## EXCERPTED PASSAGE:
═══

CFT Assistant Director Cynthia Brame is one of those colleagues who loves her field—and I think you can tell from her recommendation:

I always use summer as time to catch up on my reading and to give me new ideas or new energy for the upcoming year. In that light, I recommend the National Academies’ Discipline-Based Education Research: Understanding and Improving Learning in Undergraduate Science and Engineering. (Yes, I know, I’m a nerd.) This compendium summarizes research on improving students’ conceptual understanding in science and engineering as well as the data on various strategies to do so, clearly characterizing the strength of those findings. The report also identifies emerging research areas, such as understanding how to assess and promote the transfer of knowledge and skills. Probably not a book for the beach, but definitely food for thought.

═══

## STORED DATA:
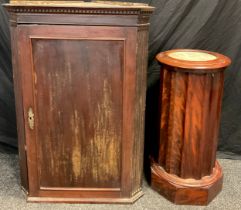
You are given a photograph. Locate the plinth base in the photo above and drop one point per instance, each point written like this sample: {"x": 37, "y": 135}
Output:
{"x": 85, "y": 200}
{"x": 186, "y": 191}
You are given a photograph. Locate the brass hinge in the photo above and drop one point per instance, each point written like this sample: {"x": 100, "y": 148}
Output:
{"x": 31, "y": 118}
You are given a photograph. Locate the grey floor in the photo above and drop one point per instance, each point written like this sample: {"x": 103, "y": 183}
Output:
{"x": 11, "y": 197}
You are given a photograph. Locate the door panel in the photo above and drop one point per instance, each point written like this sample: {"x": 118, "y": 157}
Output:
{"x": 80, "y": 83}
{"x": 78, "y": 94}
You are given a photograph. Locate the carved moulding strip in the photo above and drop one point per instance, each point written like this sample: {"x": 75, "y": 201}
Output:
{"x": 74, "y": 10}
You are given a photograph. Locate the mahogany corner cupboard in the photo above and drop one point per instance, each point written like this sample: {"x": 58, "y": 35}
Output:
{"x": 80, "y": 82}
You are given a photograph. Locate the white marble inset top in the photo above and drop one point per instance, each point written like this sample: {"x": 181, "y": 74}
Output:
{"x": 192, "y": 56}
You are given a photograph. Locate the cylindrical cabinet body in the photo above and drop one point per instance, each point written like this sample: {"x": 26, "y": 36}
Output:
{"x": 185, "y": 169}
{"x": 80, "y": 81}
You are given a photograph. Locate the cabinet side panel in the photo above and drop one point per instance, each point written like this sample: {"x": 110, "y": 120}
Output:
{"x": 19, "y": 108}
{"x": 140, "y": 101}
{"x": 78, "y": 102}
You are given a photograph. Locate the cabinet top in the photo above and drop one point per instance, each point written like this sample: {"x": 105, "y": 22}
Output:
{"x": 93, "y": 7}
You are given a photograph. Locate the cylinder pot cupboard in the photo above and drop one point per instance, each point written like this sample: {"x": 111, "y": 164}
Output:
{"x": 185, "y": 169}
{"x": 80, "y": 81}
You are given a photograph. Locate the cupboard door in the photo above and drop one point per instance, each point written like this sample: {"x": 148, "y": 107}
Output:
{"x": 78, "y": 99}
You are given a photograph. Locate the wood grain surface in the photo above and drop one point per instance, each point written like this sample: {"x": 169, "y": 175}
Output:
{"x": 190, "y": 108}
{"x": 81, "y": 101}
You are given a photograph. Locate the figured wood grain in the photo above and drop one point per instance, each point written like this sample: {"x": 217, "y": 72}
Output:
{"x": 83, "y": 72}
{"x": 79, "y": 111}
{"x": 190, "y": 108}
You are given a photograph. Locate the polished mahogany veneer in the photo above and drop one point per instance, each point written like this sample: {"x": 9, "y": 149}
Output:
{"x": 185, "y": 170}
{"x": 80, "y": 82}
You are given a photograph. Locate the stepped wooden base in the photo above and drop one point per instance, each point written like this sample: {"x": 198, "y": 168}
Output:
{"x": 186, "y": 191}
{"x": 85, "y": 200}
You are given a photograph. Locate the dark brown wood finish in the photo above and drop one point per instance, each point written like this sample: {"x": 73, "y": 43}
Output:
{"x": 190, "y": 108}
{"x": 80, "y": 96}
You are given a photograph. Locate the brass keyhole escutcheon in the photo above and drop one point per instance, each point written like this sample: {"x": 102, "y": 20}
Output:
{"x": 31, "y": 118}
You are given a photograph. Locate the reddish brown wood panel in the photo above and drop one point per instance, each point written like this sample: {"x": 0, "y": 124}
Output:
{"x": 83, "y": 72}
{"x": 79, "y": 121}
{"x": 19, "y": 112}
{"x": 186, "y": 171}
{"x": 190, "y": 108}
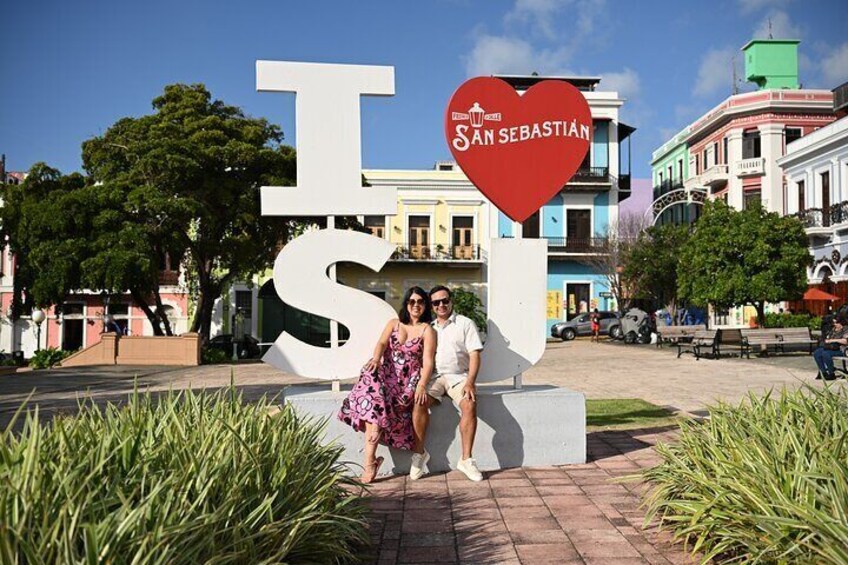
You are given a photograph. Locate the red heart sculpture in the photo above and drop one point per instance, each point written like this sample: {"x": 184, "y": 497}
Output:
{"x": 518, "y": 150}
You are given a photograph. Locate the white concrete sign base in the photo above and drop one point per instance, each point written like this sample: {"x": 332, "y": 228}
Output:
{"x": 535, "y": 426}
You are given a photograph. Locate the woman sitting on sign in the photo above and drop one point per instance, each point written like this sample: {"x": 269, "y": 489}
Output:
{"x": 392, "y": 380}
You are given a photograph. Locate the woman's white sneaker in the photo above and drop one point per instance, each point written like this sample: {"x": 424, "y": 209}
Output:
{"x": 419, "y": 461}
{"x": 469, "y": 467}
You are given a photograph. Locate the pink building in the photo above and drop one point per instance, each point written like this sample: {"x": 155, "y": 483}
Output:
{"x": 79, "y": 320}
{"x": 733, "y": 149}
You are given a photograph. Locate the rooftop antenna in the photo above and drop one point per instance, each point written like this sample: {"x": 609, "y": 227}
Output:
{"x": 735, "y": 89}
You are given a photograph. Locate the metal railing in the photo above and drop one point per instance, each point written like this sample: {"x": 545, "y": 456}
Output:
{"x": 811, "y": 217}
{"x": 408, "y": 252}
{"x": 591, "y": 174}
{"x": 818, "y": 218}
{"x": 169, "y": 278}
{"x": 577, "y": 244}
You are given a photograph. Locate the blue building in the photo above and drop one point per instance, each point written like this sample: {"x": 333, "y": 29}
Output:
{"x": 576, "y": 221}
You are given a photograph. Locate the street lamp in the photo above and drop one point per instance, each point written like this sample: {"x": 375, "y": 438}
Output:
{"x": 38, "y": 316}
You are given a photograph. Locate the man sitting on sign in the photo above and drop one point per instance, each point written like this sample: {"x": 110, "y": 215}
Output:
{"x": 457, "y": 362}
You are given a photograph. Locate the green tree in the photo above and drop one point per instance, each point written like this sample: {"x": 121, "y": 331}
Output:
{"x": 469, "y": 305}
{"x": 749, "y": 257}
{"x": 190, "y": 175}
{"x": 68, "y": 233}
{"x": 650, "y": 267}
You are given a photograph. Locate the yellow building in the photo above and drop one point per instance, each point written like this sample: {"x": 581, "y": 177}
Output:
{"x": 441, "y": 232}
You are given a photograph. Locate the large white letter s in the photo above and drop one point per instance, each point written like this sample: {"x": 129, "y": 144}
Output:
{"x": 300, "y": 277}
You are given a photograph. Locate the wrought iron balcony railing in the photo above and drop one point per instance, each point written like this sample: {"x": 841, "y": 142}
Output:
{"x": 818, "y": 218}
{"x": 169, "y": 278}
{"x": 587, "y": 245}
{"x": 408, "y": 252}
{"x": 591, "y": 174}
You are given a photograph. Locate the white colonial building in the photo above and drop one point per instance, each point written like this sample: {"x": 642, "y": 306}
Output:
{"x": 816, "y": 170}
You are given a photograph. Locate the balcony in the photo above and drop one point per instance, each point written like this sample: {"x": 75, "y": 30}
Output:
{"x": 438, "y": 253}
{"x": 716, "y": 175}
{"x": 666, "y": 187}
{"x": 169, "y": 278}
{"x": 594, "y": 177}
{"x": 814, "y": 219}
{"x": 749, "y": 167}
{"x": 624, "y": 182}
{"x": 577, "y": 245}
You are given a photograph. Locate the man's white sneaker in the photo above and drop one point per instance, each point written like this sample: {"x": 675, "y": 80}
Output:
{"x": 469, "y": 467}
{"x": 419, "y": 461}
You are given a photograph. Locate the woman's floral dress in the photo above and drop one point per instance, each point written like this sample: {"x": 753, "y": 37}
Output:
{"x": 385, "y": 395}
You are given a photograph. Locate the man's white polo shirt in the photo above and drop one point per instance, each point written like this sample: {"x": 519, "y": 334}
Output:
{"x": 456, "y": 338}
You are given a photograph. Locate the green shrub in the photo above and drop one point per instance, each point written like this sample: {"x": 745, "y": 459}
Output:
{"x": 775, "y": 320}
{"x": 46, "y": 358}
{"x": 212, "y": 356}
{"x": 186, "y": 478}
{"x": 766, "y": 481}
{"x": 469, "y": 305}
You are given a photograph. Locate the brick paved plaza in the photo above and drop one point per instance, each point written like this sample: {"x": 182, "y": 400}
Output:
{"x": 573, "y": 514}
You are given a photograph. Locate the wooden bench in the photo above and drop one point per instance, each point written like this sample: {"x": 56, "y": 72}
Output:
{"x": 674, "y": 334}
{"x": 796, "y": 336}
{"x": 732, "y": 338}
{"x": 778, "y": 337}
{"x": 844, "y": 368}
{"x": 760, "y": 337}
{"x": 701, "y": 340}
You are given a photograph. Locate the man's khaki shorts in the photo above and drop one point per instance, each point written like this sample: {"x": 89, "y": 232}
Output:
{"x": 439, "y": 387}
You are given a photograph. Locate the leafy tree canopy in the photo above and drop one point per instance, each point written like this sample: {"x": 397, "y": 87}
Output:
{"x": 189, "y": 178}
{"x": 744, "y": 257}
{"x": 650, "y": 267}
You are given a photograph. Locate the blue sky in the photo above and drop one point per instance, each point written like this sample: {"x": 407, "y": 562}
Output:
{"x": 71, "y": 69}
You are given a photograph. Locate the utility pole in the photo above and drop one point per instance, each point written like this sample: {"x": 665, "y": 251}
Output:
{"x": 735, "y": 89}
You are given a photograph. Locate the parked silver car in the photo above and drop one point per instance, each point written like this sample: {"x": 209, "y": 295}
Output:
{"x": 580, "y": 325}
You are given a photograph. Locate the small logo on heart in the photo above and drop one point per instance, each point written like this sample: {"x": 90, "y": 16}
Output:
{"x": 519, "y": 151}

═══

## TASK REQUIREMENTS:
A. In two sentences, summarize the passage recommending summer reading.
B. Reproduce part of the passage recommending summer reading word for word, starting at the words "I always use" and ending after "food for thought.".
C. Pick up the passage recommending summer reading at the point where it stops, and keep writing.

## RESULTS OF THE TASKS:
A. CFT Assistant Director Cynthia Brame, who uses summer to catch up on reading, recommends the National Academies' report Discipline-Based Education Research: Understanding and Improving Learning in Undergraduate Science and Engineering. The report summarizes research on improving students' conceptual understanding in science and engineering, characterizes the strength of findings on strategies for doing so, and identifies emerging research areas such as the transfer of knowledge and skills.

B.
I always use summer as time to catch up on my reading and to give me new ideas or new energy for the upcoming year. In that light, I recommend the National Academies’ Discipline-Based Education Research: Understanding and Improving Learning in Undergraduate Science and Engineering. (Yes, I know, I’m a nerd.) This compendium summarizes research on improving students’ conceptual understanding in science and engineering as well as the data on various strategies to do so, clearly characterizing the strength of those findings. The report also identifies emerging research areas, such as understanding how to assess and promote the transfer of knowledge and skills. Probably not a book for the beach, but definitely food for thought.

C.
CFT Graduate Teaching Fellow Adam Wilsman describes his discovery of what may become an “epicenter” for him as well, reminding us that books on what Lee Shulman calls “pedagogical content knowledge” (1987, p. 8) can be equally inspiring to us:

This summer, I am reading a number of books on pedagogy in preparation for my new history teaching job, which will begin in the late summer.  This past year, I didn’t teach any history courses, but by this time in August, I will be teaching four, and on subjects outside of my discipline. Thus, it’s important that I read some great works that might help me to get into the right mindset.  For that, Sam Wineburg’s 2001 work, Historical Thinking and Other Unnatural Acts: Charting the Future of Teaching the Past, has been wonderful.

Wineburg’s work, while over ten years old, remains a must-read for all history educators, from college teachers to elementary school teachers and everyone in-between.  In his work, Wineburg grapples with the big issues in history education that transcend frequent debates about what historians ought to teach.  To Wineburg, the important question to answer is why we teach history.  And what knowledge and skills do historians possess that ought to be shared and promoted in our classrooms?  Throughout Historical Thinking and Other Unnatural Acts, Wineburg shares a rich array of fresh and actionable answers to these questions.  What results is an excellent and trusted source for any history teacher—and better yet, it’s a book that I wouldn’t be ashamed to bring to the beach.

Thanks, Cynthia and Adam.  What about you?  What are you reading?  Let us know by commenting below.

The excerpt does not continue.